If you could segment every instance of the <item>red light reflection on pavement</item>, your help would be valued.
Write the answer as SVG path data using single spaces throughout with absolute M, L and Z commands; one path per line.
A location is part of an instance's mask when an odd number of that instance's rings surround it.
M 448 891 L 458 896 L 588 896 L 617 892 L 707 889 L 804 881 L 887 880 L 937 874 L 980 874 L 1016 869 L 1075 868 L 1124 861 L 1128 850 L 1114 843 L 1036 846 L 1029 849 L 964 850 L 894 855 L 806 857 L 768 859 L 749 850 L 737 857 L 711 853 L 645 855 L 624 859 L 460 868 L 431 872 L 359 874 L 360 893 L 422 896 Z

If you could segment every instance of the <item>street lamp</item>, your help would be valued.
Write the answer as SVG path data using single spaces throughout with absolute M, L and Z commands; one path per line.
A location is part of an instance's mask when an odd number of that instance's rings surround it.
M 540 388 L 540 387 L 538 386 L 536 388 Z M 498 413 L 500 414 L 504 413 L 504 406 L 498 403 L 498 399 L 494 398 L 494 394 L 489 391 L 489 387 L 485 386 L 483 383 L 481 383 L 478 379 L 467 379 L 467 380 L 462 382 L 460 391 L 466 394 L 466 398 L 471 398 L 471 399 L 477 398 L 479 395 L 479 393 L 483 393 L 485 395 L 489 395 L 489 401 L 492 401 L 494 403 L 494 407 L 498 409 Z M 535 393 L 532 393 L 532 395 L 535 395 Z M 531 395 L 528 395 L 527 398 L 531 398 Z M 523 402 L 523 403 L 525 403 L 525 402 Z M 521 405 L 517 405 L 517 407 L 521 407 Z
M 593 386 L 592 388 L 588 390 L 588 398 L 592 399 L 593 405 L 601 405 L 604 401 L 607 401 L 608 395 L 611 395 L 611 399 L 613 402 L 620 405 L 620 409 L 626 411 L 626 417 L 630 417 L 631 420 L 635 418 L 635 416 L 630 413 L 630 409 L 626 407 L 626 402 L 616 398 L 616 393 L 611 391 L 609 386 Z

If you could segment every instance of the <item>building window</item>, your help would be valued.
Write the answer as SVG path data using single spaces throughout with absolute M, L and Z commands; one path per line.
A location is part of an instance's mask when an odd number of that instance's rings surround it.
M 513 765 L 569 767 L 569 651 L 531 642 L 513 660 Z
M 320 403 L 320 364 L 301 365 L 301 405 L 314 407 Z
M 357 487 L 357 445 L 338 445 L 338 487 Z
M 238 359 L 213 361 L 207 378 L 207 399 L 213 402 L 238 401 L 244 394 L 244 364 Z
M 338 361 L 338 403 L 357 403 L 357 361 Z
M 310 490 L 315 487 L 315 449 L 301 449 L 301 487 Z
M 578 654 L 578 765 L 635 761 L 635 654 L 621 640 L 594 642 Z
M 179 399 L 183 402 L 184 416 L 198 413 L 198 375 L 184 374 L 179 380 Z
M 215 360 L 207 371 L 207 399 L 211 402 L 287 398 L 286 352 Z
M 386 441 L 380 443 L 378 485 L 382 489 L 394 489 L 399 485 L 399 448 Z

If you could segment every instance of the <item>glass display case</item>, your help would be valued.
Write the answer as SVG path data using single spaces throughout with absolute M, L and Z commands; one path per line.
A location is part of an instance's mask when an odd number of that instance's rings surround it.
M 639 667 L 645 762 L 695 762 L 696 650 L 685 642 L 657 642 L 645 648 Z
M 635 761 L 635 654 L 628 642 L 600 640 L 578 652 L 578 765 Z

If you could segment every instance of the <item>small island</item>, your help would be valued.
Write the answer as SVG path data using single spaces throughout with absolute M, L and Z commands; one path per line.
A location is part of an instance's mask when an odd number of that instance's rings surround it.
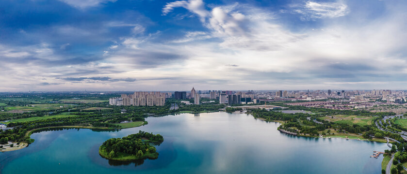
M 105 159 L 129 161 L 145 159 L 156 159 L 158 153 L 151 143 L 160 144 L 164 138 L 159 134 L 145 132 L 128 135 L 122 138 L 111 138 L 99 147 L 99 154 Z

## AIM
Could you quote every line from the one containing "If you could segment every instance of the <item>building" down to the end of the items, leaving out the pictures?

## REPLY TO THE TASK
If you could segment every instance of the <item>building window</item>, your help would be valued.
Write the answer as SVG path data using single spaces throughout with absolute M, L and Z commands; one path per line.
A location is part of an instance's mask when an odd number of that instance's rings surround it.
M 513 765 L 569 767 L 569 651 L 531 642 L 513 660 Z
M 320 403 L 320 364 L 301 365 L 301 405 L 314 407 Z
M 357 487 L 357 445 L 338 445 L 338 487 Z
M 238 359 L 213 361 L 207 378 L 207 399 L 213 402 L 238 401 L 244 394 L 244 364 Z
M 338 361 L 338 403 L 357 403 L 357 361 Z
M 310 490 L 315 487 L 315 449 L 301 449 L 301 487 Z
M 578 654 L 578 765 L 635 761 L 635 654 L 621 640 L 594 642 Z
M 179 399 L 183 402 L 184 416 L 198 413 L 198 375 L 184 374 L 179 380 Z
M 215 360 L 207 371 L 207 399 L 211 402 L 287 398 L 286 352 Z
M 386 441 L 380 443 L 378 485 L 382 489 L 394 489 L 399 485 L 399 448 Z

If you could segment every instance of the <item>glass display case</item>, your help would be valued.
Write the answer as SVG path data using single spaces throughout with absolute M, L and Z commands; one path per line.
A location is part of an instance's mask when an odd number of that instance's rings surround it.
M 639 667 L 645 762 L 695 762 L 696 650 L 685 642 L 657 642 L 645 648 Z
M 635 761 L 635 654 L 628 642 L 600 640 L 578 652 L 578 765 Z

If you could segment every instance of the <item>small island</item>, your help would be valued.
Write the answer as SVG path data using single spaces throughout with absolute M, L and Z commands; one path per line.
A location is part of an instance's mask when an odd number of that instance's rings surround it.
M 105 159 L 129 161 L 145 159 L 156 159 L 158 153 L 151 143 L 160 144 L 164 138 L 159 134 L 145 132 L 128 135 L 122 138 L 111 138 L 99 147 L 99 154 Z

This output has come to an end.